- _REQUEST_:
Rewrite the listing below, swapping "smile" for "grin" everywhere it appears and leaving everything else unchanged.

Named region outline records:

start

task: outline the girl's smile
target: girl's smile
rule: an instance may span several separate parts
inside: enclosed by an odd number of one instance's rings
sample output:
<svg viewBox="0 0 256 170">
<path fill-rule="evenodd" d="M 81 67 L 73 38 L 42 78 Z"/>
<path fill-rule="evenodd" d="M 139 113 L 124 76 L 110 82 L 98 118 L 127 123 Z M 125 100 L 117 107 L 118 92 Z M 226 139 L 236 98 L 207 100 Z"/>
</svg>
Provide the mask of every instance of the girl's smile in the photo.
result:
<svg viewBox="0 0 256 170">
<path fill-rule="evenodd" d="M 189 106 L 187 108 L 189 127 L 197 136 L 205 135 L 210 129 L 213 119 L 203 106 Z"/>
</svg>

end

- _RESULT OF THE TASK_:
task: outline the girl's grin
target: girl's grin
rule: an instance may span several separate parts
inside: enclosed by an odd number of one instance's rings
sample output:
<svg viewBox="0 0 256 170">
<path fill-rule="evenodd" d="M 81 67 L 73 38 L 42 78 Z"/>
<path fill-rule="evenodd" d="M 139 113 L 124 76 L 110 82 L 98 118 L 127 123 Z M 125 100 L 117 107 L 118 92 Z M 226 139 L 236 98 L 207 100 Z"/>
</svg>
Provide the mask of every instance of the girl's grin in the photo.
result:
<svg viewBox="0 0 256 170">
<path fill-rule="evenodd" d="M 189 106 L 187 108 L 189 127 L 197 136 L 205 135 L 210 129 L 213 119 L 203 106 Z"/>
</svg>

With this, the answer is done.